* Set tasks
1. Reproduce the part of the SHERLOC passage starting at "SHERLOC uses two" and ending at "the vaporized rock.".
2. According to the SHERLOC passage, where are the two cameras and the laser spectrometer mounted?

--- BEGIN Text excerpt ---

SHERLOC uses two cameras and a laser spectrometer mounted on the rover’s robotic arm in its search for organic minerals and compounds in rocks which have been altered by water, in hopes of discovering proof of past microbial life. According to NASA (2), the rover’s spectrometer works with the cameras to examine the chemistry of the rocks encountered after a small amount of the rock is vaporized by a laser into a hot gas called "plasma,” with the spectrometer "reading" the hot gas to reveal the chemical makeup of the vaporized rock.

--- END Text excerpt ---
--- BEGIN Material ---

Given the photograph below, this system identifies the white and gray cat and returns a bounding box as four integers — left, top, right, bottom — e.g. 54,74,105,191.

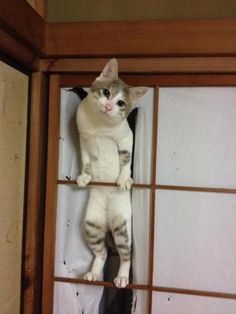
76,59,147,288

--- END Material ---

* Exercise responses
1.
SHERLOC uses two cameras and a laser spectrometer mounted on the rover’s robotic arm in its search for organic minerals and compounds in rocks which have been altered by water, in hopes of discovering proof of past microbial life. According to NASA (2), the rover’s spectrometer works with the cameras to examine the chemistry of the rocks encountered after a small amount of the rock is vaporized by a laser into a hot gas called "plasma,” with the spectrometer "reading" the hot gas to reveal the chemical makeup of the vaporized rock.

2. On the rover's robotic arm.